[TASK GOAL]: Exactly the lines from the one containing "For the benchmark, mark each instance of the foreground" through the final line of the listing are to be retyped, and nothing more.

[TASK INPUTS]:
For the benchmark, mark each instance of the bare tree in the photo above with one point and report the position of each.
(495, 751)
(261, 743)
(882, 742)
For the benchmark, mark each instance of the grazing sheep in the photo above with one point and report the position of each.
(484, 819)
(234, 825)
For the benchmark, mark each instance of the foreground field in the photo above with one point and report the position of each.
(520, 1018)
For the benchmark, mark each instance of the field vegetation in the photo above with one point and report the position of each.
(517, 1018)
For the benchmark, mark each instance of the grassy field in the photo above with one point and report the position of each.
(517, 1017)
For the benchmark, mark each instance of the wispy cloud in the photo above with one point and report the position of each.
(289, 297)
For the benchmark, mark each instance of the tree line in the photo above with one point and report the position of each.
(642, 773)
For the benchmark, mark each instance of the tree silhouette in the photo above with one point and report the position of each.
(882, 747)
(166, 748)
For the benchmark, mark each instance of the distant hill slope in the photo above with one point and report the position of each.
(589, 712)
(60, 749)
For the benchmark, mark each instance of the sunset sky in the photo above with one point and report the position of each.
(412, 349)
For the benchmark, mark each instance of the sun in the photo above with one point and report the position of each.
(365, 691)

[RESPONSE TO THIS TASK]:
For the benchmark, mark each instance of the foreground field in the photo above with one point and report the position of each.
(520, 1018)
For the benchmark, mark each instance of the field vegetation in the photo above with one point and report the position of each.
(517, 1018)
For the benchmark, mark each instance of the grassy field in the photo above with one point and report the position of each.
(517, 1017)
For the benchmark, mark each instance of the wispy cloud in the photo above with one point and report the position of each.
(289, 297)
For the benchmark, mark each instance of the tree line in the photo above with one point and report the position of each.
(642, 773)
For the benchmark, mark each instance of the tree silhouette in the photo above with one point and report the position of each.
(882, 747)
(166, 748)
For the benchmark, mark each instance of the distant hill slope in the photo above with one point and report the position of each.
(589, 712)
(60, 749)
For the benchmark, mark each instance of the sunset sky in the photo above with one point and report the position of each.
(412, 349)
For the benchmark, mark each instance of the sun in the photo above with one point and report the position of each.
(365, 691)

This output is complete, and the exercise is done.